▶ Request: How many lines in the listing below contain the word "white"? Reply with the number alone.

▶ Stored rows:
————

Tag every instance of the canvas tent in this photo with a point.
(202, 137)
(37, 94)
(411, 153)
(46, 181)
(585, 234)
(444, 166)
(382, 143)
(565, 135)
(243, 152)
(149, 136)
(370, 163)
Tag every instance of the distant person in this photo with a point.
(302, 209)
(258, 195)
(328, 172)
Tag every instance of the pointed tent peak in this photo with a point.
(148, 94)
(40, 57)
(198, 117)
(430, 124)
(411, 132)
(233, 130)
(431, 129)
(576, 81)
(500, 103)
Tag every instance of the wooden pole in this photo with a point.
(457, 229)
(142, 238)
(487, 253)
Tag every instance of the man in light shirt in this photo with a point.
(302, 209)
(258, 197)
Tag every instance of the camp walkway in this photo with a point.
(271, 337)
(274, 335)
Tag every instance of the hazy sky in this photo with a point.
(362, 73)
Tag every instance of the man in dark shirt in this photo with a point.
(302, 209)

————

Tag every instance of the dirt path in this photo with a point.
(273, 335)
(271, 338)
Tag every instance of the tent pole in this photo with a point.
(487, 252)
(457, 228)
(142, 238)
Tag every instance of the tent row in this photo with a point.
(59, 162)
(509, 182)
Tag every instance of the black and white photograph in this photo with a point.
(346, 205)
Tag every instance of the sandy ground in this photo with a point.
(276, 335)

————

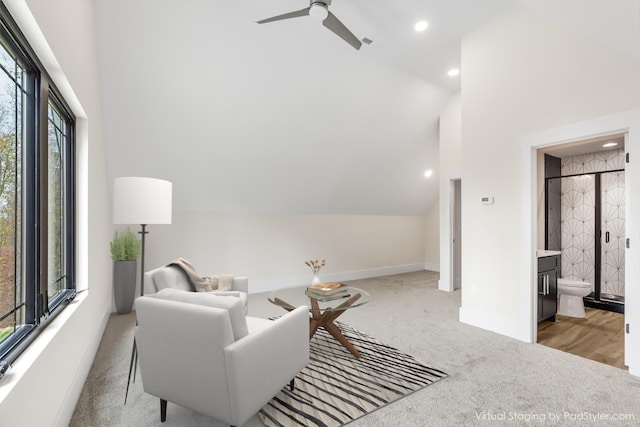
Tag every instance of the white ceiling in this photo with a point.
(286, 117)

————

▶ Expected output: 2